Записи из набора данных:

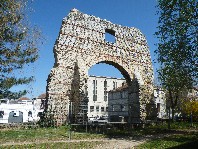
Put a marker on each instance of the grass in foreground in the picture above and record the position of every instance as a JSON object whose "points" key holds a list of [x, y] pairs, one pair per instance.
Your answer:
{"points": [[30, 135], [60, 145], [182, 141]]}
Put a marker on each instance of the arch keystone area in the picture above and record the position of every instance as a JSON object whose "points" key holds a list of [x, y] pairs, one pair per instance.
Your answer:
{"points": [[81, 44]]}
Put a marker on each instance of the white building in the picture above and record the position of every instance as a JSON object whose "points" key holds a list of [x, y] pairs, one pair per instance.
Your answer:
{"points": [[98, 88], [160, 101], [19, 111]]}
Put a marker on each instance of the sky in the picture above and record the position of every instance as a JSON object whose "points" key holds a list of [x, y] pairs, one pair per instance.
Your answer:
{"points": [[48, 16]]}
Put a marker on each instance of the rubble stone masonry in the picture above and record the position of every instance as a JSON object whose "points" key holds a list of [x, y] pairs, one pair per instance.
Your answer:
{"points": [[80, 45]]}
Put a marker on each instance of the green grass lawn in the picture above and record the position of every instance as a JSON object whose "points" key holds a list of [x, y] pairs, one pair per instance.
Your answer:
{"points": [[182, 141], [182, 136], [29, 135]]}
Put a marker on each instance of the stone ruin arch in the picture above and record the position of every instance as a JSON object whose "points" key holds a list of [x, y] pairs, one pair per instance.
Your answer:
{"points": [[81, 44]]}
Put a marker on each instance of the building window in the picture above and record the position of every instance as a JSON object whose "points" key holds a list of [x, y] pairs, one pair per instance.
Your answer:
{"points": [[91, 108], [105, 90], [114, 85], [97, 108], [158, 107], [107, 109], [113, 108], [123, 108], [110, 35], [1, 114], [102, 109], [30, 113]]}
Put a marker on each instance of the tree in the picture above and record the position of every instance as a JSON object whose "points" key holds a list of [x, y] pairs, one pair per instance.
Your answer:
{"points": [[18, 45], [177, 47], [189, 105]]}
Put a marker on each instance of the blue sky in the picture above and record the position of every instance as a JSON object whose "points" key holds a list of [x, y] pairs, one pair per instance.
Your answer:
{"points": [[48, 15]]}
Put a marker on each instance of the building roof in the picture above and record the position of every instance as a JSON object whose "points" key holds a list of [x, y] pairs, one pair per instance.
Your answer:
{"points": [[42, 96]]}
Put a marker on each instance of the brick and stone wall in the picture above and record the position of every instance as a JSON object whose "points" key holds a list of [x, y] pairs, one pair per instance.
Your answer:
{"points": [[81, 44]]}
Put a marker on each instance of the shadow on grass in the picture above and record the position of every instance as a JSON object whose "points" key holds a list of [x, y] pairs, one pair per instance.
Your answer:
{"points": [[188, 145]]}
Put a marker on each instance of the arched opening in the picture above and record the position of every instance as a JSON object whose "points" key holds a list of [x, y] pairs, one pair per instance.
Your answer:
{"points": [[110, 93], [110, 35]]}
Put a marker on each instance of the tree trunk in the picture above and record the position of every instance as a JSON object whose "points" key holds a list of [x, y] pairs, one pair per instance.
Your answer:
{"points": [[169, 120]]}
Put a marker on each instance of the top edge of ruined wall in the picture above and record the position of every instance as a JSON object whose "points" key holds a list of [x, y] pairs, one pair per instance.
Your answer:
{"points": [[75, 12]]}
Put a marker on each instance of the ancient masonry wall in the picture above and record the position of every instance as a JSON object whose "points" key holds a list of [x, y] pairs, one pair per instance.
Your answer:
{"points": [[80, 45]]}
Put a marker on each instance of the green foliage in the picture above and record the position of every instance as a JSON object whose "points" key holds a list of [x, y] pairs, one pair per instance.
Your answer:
{"points": [[177, 48], [18, 45]]}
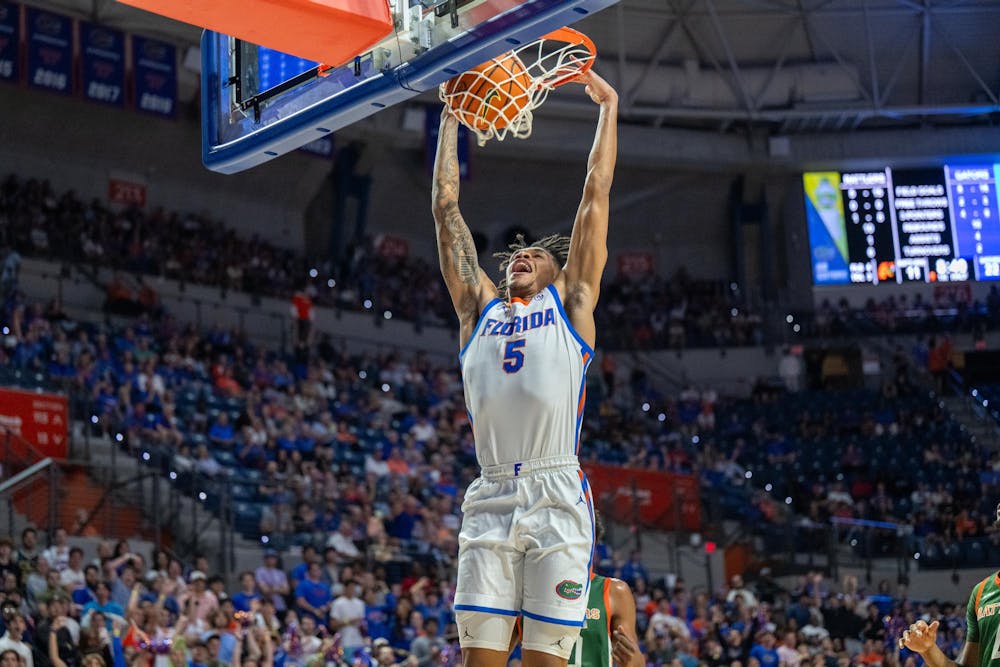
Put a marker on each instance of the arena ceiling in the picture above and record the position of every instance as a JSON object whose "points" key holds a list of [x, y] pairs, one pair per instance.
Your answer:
{"points": [[787, 66]]}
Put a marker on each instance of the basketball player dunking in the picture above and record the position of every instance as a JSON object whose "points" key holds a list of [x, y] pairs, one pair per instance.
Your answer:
{"points": [[527, 529]]}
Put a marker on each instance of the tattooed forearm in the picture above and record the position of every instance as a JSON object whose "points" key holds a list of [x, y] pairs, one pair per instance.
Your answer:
{"points": [[459, 260], [463, 253]]}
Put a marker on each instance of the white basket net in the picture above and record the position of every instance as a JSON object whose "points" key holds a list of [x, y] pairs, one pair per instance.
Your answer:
{"points": [[502, 93]]}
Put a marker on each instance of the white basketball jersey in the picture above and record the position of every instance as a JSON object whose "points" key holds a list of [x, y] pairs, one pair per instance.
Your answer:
{"points": [[524, 371]]}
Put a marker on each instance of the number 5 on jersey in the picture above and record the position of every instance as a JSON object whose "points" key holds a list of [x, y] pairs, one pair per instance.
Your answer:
{"points": [[513, 357]]}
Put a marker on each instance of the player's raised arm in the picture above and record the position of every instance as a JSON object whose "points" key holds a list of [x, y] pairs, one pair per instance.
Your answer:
{"points": [[468, 284], [922, 638], [624, 642], [588, 251]]}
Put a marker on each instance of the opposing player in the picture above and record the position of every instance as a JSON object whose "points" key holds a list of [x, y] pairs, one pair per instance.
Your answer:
{"points": [[983, 621], [527, 530]]}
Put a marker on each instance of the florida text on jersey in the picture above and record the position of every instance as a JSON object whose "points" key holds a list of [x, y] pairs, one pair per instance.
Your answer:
{"points": [[524, 370]]}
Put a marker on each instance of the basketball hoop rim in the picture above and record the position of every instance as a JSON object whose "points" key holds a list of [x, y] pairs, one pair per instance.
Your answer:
{"points": [[572, 36]]}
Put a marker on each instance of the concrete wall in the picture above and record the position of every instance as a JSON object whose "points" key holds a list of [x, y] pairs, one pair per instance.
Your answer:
{"points": [[679, 217], [76, 145]]}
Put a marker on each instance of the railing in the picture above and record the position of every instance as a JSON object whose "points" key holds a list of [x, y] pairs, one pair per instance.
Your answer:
{"points": [[29, 480]]}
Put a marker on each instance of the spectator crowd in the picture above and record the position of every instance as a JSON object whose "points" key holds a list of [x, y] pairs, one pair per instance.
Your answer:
{"points": [[35, 221], [65, 606]]}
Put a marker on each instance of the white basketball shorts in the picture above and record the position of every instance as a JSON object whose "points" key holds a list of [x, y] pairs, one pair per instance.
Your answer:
{"points": [[525, 550]]}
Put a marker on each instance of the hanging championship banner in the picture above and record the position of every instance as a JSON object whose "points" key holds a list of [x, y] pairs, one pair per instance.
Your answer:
{"points": [[50, 51], [103, 52], [154, 67]]}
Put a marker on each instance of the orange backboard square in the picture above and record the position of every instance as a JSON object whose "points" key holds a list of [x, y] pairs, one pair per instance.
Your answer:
{"points": [[327, 31]]}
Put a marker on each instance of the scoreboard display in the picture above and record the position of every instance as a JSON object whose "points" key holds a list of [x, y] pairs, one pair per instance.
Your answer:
{"points": [[939, 224]]}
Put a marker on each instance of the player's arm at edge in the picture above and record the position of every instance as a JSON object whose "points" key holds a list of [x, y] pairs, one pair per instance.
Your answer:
{"points": [[624, 641], [469, 286], [922, 639], [588, 250]]}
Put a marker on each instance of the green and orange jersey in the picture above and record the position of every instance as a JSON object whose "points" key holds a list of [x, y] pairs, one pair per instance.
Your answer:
{"points": [[983, 618], [593, 648]]}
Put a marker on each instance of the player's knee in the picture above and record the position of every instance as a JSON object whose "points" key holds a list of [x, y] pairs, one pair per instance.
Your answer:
{"points": [[482, 630], [551, 641]]}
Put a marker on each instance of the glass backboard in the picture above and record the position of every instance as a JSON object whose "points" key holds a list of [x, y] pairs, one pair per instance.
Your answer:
{"points": [[258, 104]]}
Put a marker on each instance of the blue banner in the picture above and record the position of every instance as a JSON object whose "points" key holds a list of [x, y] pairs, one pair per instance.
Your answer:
{"points": [[154, 64], [50, 51], [10, 40], [103, 51]]}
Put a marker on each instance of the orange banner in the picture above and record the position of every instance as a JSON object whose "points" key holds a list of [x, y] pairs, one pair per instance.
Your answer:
{"points": [[662, 499], [41, 419]]}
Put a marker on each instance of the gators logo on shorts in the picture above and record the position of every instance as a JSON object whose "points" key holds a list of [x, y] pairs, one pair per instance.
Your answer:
{"points": [[569, 590]]}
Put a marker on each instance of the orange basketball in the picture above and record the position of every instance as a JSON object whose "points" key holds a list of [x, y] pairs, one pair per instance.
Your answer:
{"points": [[491, 94]]}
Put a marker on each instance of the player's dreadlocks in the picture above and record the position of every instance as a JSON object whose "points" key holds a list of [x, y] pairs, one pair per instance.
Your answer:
{"points": [[556, 245]]}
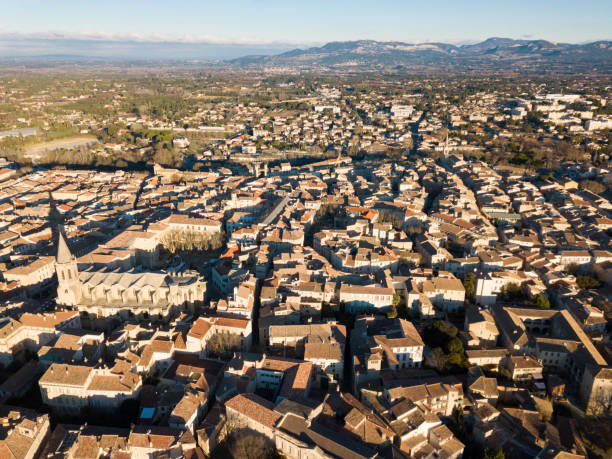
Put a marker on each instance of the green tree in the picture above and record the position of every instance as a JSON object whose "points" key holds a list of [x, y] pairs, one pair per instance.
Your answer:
{"points": [[469, 283], [541, 301], [494, 454], [587, 282], [454, 346]]}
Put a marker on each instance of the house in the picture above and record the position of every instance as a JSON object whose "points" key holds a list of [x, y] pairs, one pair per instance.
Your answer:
{"points": [[252, 412], [480, 326]]}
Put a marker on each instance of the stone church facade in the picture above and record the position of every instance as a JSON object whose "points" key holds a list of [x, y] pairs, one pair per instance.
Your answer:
{"points": [[101, 295]]}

§ **Постановка задачи**
Выпишите без изменений строки материала начиная со строки, содержащей «Put a marker on each instance of the green tree», и до конца материала, включая обе границы.

§ **Результат выполнения**
Put a marker on each instance of the green tree in the picture above and record the position of every instance as a JSON object whose "points" key holds a list of [x, y] pairs, one pair per instance.
Your answer:
{"points": [[469, 283], [541, 301], [494, 454], [587, 282], [454, 346]]}
Put a marker on each instance of the house in the picture above and record the position of every instance as a JSON object whose "points" key holds a list of [x, y] pairs, one pair per instance.
Your answer:
{"points": [[252, 412], [480, 326]]}
Put a marker on each instance of the stone church facade in the picture above and record the position of every instance as a JSON object whose "points" key holds a list of [x, y] pairs, one pair per instance.
Your answer:
{"points": [[101, 295]]}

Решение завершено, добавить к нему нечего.